Start of EXTRACTED INFORMATION

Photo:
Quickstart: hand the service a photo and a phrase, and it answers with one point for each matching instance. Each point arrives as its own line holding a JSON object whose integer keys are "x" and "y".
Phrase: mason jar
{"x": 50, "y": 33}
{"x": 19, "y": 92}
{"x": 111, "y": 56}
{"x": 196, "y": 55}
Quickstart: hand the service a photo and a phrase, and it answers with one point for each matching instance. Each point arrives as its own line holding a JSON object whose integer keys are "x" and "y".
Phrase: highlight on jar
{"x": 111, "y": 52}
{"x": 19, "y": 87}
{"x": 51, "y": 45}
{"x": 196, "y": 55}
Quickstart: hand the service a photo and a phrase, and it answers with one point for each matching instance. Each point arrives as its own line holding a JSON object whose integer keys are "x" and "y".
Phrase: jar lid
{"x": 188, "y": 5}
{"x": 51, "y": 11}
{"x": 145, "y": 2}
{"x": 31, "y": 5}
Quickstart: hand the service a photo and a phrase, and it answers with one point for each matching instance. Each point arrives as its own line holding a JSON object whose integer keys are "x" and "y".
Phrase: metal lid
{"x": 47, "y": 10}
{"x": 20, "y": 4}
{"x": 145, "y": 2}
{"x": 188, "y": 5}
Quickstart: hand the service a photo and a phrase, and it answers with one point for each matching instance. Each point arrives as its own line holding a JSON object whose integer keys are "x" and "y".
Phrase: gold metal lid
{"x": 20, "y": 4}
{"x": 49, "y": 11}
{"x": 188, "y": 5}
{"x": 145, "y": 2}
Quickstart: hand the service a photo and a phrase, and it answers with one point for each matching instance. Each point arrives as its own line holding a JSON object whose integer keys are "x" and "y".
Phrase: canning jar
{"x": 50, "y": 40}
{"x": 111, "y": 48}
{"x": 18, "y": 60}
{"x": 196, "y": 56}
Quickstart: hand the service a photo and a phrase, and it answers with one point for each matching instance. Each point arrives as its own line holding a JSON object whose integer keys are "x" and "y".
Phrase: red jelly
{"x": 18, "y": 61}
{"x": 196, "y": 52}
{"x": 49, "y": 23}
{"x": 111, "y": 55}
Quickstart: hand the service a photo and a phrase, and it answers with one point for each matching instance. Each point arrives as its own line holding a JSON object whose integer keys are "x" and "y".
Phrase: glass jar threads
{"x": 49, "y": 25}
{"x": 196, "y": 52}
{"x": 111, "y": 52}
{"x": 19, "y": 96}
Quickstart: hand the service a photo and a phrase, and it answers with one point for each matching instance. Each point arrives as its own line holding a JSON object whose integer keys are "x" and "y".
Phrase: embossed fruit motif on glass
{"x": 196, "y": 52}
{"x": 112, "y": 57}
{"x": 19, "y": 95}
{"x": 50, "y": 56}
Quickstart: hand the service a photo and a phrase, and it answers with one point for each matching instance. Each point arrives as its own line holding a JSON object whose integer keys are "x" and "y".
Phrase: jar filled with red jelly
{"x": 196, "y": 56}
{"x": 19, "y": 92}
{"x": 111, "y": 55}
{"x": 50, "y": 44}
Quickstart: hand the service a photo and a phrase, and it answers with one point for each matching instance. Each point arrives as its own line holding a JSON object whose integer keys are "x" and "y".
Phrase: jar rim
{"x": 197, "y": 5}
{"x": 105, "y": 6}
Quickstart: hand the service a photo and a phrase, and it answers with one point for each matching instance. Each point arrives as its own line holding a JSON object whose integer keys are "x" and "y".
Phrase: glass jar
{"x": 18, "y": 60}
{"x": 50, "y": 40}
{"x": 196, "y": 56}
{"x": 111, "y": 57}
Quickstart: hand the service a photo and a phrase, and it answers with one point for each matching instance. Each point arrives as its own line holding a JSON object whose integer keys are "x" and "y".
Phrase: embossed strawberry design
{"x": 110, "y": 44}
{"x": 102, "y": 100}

End of EXTRACTED INFORMATION

### TASK TO COMPLETE
Reproduce the listing above line for line, exactly.

### REPLY TO THE EXERCISE
Photo:
Quickstart: hand the service a photo and a phrase, and it answers with one point for each matching instance. Each point arrives as its own line holding a JSON object whose integer keys are "x" and "y".
Phrase: mason jar
{"x": 50, "y": 33}
{"x": 19, "y": 92}
{"x": 111, "y": 56}
{"x": 196, "y": 55}
Quickstart: hand the service a photo and a phrase, and it answers with one point for each matching instance. Each point arrives as its own line holding a JSON object whose integer keys are "x" and "y".
Phrase: highlight on jar
{"x": 111, "y": 52}
{"x": 19, "y": 87}
{"x": 51, "y": 45}
{"x": 196, "y": 55}
Quickstart: hand the service a photo and a phrase, and it answers with one point for each matching instance. Each point arrives as its own line holding a JSON object whose integer keys are "x" and "y".
Phrase: jar lid
{"x": 188, "y": 5}
{"x": 51, "y": 11}
{"x": 145, "y": 2}
{"x": 31, "y": 5}
Quickstart: hand the service a photo and a phrase, and it answers with one point for each matching instance. Each point arrives as its own line holding a JSON object whose integer keys are "x" and "y".
Phrase: metal lid
{"x": 47, "y": 10}
{"x": 20, "y": 4}
{"x": 145, "y": 2}
{"x": 188, "y": 5}
Quickstart: hand the service a photo and a phrase, and it answers with one point for each matching instance. Each point arrives as its own line holding a JSON object whose integer keys are "x" and "y".
Phrase: gold metal lid
{"x": 20, "y": 4}
{"x": 49, "y": 11}
{"x": 188, "y": 5}
{"x": 145, "y": 2}
Quickstart: hand the service a photo and a phrase, and it answers with one point for each matching instance. Each point arrives as its own line holding a JSON object whose integer keys are "x" and "y".
Phrase: canning jar
{"x": 50, "y": 40}
{"x": 111, "y": 48}
{"x": 18, "y": 60}
{"x": 196, "y": 56}
Quickstart: hand the service a photo and a phrase, and it answers with one point for each matching instance. Each point arrives as its own line holding a JSON object whose integer keys are "x" and "y".
Phrase: red jelly
{"x": 18, "y": 61}
{"x": 196, "y": 52}
{"x": 49, "y": 23}
{"x": 111, "y": 55}
Quickstart: hand the service a photo and a phrase, and it answers with one point for each matching instance. Each point arrives as its own line holding a JSON object whose integer keys are "x" and "y".
Phrase: glass jar threads
{"x": 49, "y": 25}
{"x": 196, "y": 52}
{"x": 111, "y": 52}
{"x": 19, "y": 96}
Quickstart: hand the service a photo and a phrase, and it answers with one point for each matching instance. Each point arrives as its own line holding a JSON object whose integer keys are "x" and "y".
Phrase: embossed fruit motif on glass
{"x": 196, "y": 52}
{"x": 112, "y": 57}
{"x": 19, "y": 95}
{"x": 50, "y": 56}
Quickstart: hand the service a photo and a phrase, and it answers with one point for each matching instance. Each point arrives as its own line holding a JSON object whose integer keys are "x" and "y".
Phrase: jar filled with red jelly
{"x": 196, "y": 56}
{"x": 19, "y": 92}
{"x": 111, "y": 55}
{"x": 50, "y": 44}
Quickstart: hand the service a photo and a phrase, and it answers with one point for each matching instance. Each point arrives as its own line holding a JSON object whose integer keys are "x" and "y".
Phrase: jar rim
{"x": 197, "y": 5}
{"x": 105, "y": 6}
Quickstart: hand the service a photo and a phrase, and it answers with one point for each matching instance. Each point arrives as its own line holding a JSON object whose integer keys are "x" and "y".
Phrase: glass jar
{"x": 18, "y": 60}
{"x": 50, "y": 40}
{"x": 196, "y": 56}
{"x": 111, "y": 57}
Quickstart: hand the service a photo and a phrase, and it answers with one point for each matching instance. Each point arrives as its own line holding a JSON object whose integer keys are "x" and "y".
Phrase: embossed strawberry design
{"x": 110, "y": 44}
{"x": 102, "y": 100}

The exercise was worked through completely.